• What the exercise asks
Scan the listing beneath this sentence. Report each line with the word "below".

• Material for this task
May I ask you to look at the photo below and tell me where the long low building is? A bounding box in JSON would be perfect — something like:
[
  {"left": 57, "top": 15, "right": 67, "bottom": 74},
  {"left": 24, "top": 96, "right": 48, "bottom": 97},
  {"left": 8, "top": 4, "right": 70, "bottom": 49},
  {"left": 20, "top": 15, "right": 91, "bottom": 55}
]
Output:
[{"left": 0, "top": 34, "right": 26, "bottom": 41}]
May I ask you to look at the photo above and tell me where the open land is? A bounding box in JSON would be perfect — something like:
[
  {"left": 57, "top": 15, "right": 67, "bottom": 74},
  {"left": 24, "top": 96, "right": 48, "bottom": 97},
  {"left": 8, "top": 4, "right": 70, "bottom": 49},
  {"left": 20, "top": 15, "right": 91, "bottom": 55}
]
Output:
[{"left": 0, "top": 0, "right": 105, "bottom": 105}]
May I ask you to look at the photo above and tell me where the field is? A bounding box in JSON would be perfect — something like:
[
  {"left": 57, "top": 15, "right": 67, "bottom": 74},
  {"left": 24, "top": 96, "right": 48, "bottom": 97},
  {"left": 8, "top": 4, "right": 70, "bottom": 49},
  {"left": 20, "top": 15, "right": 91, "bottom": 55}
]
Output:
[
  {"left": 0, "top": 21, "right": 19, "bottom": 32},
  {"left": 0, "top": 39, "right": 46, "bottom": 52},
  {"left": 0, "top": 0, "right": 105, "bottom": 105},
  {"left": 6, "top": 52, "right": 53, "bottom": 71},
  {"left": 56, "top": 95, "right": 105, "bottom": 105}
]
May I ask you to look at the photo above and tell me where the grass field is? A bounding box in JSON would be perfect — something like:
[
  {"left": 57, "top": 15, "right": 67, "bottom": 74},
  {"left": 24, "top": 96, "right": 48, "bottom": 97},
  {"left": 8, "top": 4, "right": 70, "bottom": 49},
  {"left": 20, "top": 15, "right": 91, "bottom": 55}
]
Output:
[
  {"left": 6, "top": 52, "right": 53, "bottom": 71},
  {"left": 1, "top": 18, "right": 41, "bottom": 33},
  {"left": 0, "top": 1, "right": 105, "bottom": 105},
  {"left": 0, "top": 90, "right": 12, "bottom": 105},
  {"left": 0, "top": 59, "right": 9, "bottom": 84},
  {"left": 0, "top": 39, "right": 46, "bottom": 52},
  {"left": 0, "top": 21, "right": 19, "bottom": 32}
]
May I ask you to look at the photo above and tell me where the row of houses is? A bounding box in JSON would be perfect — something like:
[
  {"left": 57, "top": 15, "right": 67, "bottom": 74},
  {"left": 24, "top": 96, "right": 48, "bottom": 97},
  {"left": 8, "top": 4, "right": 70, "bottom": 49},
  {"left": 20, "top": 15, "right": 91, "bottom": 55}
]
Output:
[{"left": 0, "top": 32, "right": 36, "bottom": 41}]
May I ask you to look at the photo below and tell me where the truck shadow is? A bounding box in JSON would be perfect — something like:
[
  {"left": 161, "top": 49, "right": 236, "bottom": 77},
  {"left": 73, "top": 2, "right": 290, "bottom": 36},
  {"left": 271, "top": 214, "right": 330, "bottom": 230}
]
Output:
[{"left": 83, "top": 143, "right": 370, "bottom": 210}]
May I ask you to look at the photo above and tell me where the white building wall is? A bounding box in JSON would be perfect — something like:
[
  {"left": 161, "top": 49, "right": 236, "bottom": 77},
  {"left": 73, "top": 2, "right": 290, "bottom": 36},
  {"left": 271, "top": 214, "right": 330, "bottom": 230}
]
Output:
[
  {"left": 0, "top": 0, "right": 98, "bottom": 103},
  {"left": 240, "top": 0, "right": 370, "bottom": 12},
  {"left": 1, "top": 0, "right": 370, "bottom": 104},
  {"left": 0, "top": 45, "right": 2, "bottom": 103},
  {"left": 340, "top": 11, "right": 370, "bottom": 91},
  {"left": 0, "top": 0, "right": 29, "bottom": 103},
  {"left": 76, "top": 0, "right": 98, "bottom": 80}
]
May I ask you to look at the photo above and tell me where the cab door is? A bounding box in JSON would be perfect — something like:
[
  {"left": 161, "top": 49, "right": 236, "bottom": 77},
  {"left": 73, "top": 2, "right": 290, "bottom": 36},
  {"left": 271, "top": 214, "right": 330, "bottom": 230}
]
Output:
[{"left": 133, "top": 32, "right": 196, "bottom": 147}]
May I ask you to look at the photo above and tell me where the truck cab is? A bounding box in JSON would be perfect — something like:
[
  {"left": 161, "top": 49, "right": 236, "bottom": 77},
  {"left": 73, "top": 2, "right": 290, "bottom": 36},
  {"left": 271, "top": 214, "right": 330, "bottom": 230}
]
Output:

• Output of the task
May I ask you to look at the photo below and tell me where the long low building is? A bounding box in JSON would be perfect — something like:
May I ask you to look at the photo below and tell me where the truck shadow is? A bounding box in JSON would be perfect — something like:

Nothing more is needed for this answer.